■ **ABOUT THIS EXERCISE**:
Reproduce the data below verbatim from the line containing "Report one dot per instance of the groom" through its final line, and produce nothing more.

■ **PROVIDED RECORDS**:
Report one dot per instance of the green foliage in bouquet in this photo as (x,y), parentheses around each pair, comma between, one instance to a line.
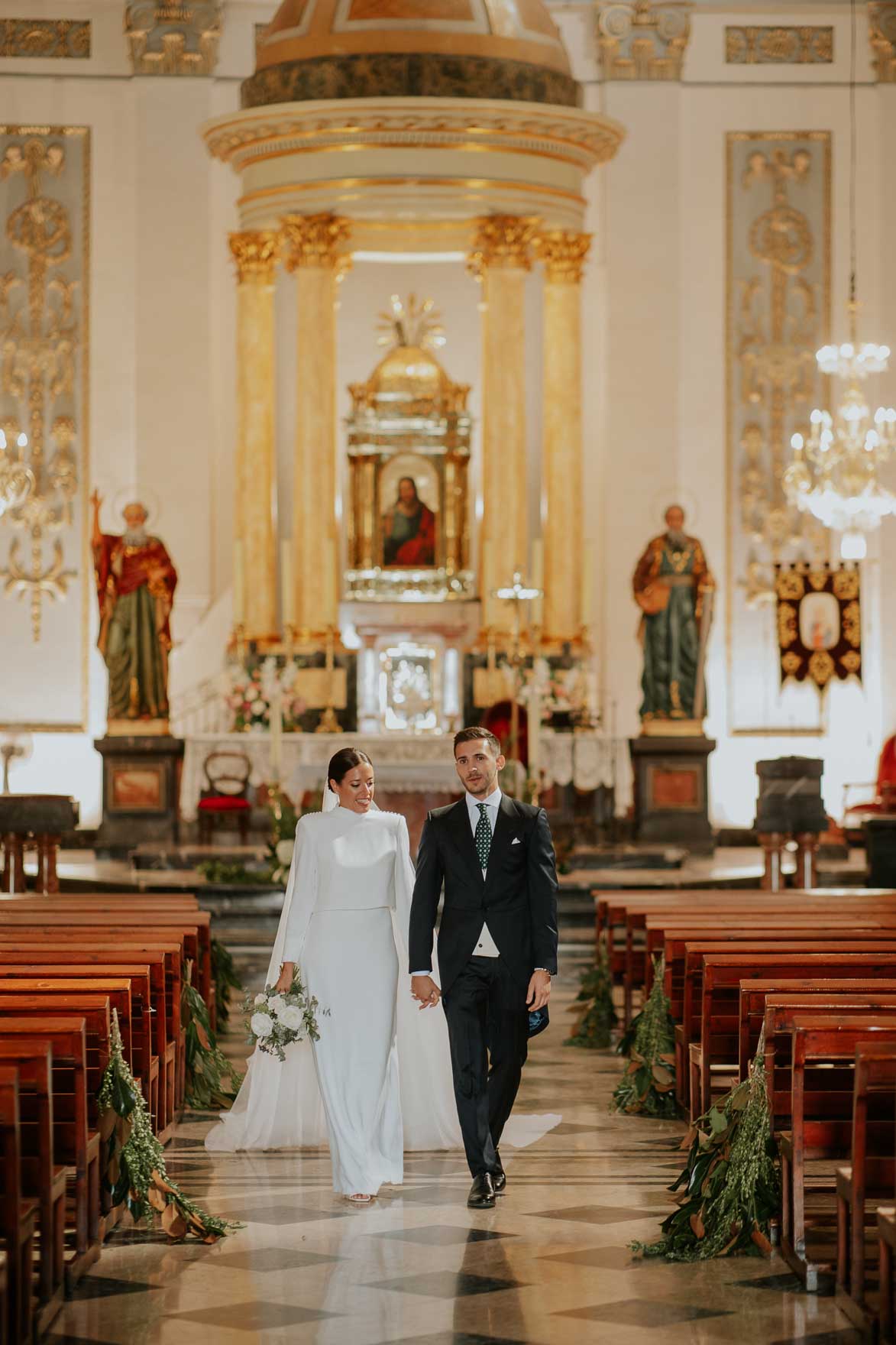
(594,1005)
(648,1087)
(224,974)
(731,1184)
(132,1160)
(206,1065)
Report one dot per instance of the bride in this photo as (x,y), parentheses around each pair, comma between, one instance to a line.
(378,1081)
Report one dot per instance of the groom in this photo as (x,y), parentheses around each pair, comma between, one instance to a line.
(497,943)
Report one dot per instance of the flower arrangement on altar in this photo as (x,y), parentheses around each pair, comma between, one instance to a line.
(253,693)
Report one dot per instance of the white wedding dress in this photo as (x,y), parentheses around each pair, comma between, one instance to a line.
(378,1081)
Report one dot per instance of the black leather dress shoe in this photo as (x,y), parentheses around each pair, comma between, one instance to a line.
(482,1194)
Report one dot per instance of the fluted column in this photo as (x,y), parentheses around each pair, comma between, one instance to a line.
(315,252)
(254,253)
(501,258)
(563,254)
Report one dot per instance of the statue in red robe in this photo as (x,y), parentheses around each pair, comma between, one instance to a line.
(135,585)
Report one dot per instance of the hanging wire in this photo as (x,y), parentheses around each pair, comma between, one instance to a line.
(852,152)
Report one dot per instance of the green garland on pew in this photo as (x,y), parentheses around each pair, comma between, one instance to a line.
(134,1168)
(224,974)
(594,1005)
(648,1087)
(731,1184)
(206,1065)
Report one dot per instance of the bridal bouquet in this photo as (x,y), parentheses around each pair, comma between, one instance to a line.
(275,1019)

■ **SOLVED PROBLEM**:
Report one dot per instance of the groom in this photo as (x,y), parentheses around each pair, comma between, one instance to a line.
(497,943)
Report one dot per instance of the flower arrangement on altar in this photo as (x,y), parentheses around each pair, comma between, one instance to a line.
(253,693)
Report one dot per instance of the white wedding dress in this photo as (x,y), parentheses around each pair, comma between, one instance to a line.
(378,1081)
Report one dot per instance of the black leather dress shoe in this photo as (x,y), parentheses around each pair, comma between, one instance to a line.
(482,1194)
Report one dot per instance of the fluted column in this photo as (x,y), parentheses around each pair, comma between, one instance to a line.
(315,252)
(254,253)
(501,258)
(563,254)
Report one dot per instance of the statue in red robe in this photo as (x,y), parentheses around each pair, comma between, one instance to a line.
(135,585)
Report one dot per instance of the hanging wire in this photo as (x,y), parentheses around each pair, comma between, one instance to a line.
(852,152)
Report one dot per instance of the green garland on pew in this photo as (x,y), parentheses around each pair, comma between, one instance to a line.
(134,1168)
(224,974)
(594,1005)
(648,1087)
(731,1184)
(206,1065)
Report one dot per instance of the bridal bouquet in this photo as (x,y), parentheses around each pair, comma between, one instance to a line.
(275,1019)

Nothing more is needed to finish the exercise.